(Records for shape labeling)
□ □ □ □
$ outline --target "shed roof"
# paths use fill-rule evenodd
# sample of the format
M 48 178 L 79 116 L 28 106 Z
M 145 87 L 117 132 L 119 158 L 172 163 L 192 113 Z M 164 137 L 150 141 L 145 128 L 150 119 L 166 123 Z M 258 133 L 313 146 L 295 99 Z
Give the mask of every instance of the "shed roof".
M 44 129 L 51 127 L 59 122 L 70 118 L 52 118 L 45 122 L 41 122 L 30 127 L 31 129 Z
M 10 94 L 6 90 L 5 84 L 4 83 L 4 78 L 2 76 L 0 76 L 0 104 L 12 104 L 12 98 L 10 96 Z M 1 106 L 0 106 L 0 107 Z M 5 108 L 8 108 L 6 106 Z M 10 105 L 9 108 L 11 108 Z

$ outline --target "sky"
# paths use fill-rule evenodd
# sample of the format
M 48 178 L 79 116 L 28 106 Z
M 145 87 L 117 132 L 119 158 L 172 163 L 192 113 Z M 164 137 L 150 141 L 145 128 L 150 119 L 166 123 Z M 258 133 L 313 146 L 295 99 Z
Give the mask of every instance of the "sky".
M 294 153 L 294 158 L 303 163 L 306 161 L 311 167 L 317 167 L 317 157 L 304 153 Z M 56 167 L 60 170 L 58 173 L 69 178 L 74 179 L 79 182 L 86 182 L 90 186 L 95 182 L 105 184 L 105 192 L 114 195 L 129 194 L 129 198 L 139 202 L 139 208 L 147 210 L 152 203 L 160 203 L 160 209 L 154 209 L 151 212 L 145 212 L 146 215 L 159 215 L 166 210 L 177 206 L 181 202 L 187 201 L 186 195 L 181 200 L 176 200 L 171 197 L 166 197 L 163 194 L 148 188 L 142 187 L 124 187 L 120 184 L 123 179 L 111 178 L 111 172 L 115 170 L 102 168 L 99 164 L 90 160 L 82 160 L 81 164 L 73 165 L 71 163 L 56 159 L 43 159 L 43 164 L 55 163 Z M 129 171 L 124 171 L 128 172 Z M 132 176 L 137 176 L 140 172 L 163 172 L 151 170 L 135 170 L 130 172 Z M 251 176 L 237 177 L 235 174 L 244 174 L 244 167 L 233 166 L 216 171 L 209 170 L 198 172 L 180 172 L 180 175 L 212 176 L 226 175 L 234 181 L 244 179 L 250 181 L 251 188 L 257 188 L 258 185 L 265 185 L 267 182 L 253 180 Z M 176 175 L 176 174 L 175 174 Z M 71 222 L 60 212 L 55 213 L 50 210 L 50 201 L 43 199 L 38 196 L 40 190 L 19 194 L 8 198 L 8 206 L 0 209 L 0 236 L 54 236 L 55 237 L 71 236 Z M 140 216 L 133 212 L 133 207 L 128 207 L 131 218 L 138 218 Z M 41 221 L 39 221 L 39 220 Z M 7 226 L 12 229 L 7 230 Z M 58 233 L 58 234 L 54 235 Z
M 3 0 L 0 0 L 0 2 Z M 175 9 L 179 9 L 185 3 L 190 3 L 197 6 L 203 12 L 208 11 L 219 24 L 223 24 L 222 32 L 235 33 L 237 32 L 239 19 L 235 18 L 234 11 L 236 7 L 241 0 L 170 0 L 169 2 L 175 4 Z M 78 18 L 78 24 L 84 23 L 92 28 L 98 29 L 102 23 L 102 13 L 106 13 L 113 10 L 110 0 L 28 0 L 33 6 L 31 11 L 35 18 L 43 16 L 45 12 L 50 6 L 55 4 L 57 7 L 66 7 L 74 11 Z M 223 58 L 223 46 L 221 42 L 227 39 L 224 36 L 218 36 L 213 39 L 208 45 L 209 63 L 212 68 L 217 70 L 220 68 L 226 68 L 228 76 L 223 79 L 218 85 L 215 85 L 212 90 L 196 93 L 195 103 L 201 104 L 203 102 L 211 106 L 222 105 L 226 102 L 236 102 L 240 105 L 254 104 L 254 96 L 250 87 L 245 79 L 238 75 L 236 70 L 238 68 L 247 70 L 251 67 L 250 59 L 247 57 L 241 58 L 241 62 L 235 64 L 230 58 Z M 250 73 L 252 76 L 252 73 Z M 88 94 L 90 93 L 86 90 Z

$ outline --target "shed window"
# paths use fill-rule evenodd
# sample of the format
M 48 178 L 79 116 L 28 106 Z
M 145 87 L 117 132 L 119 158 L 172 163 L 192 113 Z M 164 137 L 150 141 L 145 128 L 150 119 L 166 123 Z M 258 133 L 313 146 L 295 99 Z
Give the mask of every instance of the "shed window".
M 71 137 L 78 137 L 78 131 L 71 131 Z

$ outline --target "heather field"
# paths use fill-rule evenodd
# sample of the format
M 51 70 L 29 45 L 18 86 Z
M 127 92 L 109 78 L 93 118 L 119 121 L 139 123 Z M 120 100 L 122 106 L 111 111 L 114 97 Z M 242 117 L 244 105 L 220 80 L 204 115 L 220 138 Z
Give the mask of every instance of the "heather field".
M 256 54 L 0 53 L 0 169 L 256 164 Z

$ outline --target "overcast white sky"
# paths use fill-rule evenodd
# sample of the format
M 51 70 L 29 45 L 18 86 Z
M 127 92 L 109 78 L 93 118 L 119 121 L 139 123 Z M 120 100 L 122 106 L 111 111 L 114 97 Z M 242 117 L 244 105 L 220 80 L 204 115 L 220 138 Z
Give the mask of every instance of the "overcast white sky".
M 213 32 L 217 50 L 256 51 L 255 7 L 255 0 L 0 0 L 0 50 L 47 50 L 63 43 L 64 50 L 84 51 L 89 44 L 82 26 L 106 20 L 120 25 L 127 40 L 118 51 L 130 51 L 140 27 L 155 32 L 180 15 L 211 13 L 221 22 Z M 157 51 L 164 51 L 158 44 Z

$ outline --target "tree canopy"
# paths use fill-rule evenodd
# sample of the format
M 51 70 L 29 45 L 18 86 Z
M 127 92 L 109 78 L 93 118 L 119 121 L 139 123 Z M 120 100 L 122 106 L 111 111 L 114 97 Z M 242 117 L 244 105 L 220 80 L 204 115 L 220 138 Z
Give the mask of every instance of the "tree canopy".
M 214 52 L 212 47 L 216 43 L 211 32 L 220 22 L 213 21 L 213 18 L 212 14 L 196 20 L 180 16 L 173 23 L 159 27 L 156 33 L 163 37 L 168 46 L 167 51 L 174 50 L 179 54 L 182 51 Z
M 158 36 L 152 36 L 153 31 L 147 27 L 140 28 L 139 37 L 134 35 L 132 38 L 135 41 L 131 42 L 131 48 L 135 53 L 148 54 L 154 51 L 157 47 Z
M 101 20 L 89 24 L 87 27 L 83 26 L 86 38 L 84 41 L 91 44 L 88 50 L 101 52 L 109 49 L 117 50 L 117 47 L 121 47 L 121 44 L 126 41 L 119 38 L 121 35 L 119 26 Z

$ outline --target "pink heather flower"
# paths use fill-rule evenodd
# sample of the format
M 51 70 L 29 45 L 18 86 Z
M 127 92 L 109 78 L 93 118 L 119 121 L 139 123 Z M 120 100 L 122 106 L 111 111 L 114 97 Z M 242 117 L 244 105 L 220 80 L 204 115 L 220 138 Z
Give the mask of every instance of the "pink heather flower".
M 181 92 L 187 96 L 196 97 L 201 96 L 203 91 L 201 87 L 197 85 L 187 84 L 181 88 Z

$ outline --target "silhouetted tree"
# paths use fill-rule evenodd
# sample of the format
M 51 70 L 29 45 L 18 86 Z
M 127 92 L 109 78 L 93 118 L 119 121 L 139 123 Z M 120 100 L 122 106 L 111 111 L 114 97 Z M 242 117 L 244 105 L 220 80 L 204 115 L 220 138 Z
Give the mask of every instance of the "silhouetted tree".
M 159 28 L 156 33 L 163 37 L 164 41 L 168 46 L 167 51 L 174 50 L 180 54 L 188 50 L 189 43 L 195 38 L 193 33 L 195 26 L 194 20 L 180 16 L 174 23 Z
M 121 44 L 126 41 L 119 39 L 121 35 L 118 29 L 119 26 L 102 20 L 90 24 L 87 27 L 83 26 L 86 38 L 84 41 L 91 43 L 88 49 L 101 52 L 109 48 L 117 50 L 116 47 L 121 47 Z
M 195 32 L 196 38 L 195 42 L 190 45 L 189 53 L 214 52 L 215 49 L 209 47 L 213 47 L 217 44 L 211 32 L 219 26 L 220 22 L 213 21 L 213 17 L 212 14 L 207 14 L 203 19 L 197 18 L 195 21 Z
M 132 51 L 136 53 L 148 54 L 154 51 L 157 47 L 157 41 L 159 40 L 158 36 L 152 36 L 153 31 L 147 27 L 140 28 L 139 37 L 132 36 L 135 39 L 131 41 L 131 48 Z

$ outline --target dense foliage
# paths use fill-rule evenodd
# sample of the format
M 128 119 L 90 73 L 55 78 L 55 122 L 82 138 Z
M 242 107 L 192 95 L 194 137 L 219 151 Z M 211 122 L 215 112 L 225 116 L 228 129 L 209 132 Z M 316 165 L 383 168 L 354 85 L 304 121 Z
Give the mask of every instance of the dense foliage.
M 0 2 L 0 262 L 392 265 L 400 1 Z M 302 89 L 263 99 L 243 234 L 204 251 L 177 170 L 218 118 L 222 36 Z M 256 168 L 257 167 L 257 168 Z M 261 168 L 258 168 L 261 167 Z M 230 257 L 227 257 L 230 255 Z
□ □ □ □
*TASK PROMPT*: Reproduce the lines from the one containing "--target dense foliage" through the one containing "Give the mask of every instance of the dense", keeping every character unchanged.

*SOLUTION*:
$ outline --target dense foliage
# paths use fill-rule evenodd
# sample of the format
M 128 119 L 90 73 L 55 78 L 55 122 L 82 138 Z
M 242 107 L 192 95 L 194 137 L 219 151 Z M 211 122 L 215 112 L 225 116 L 228 129 L 209 132 Z M 316 165 L 383 168 L 354 85 L 304 121 Z
Give the mask of every instance of the dense foliage.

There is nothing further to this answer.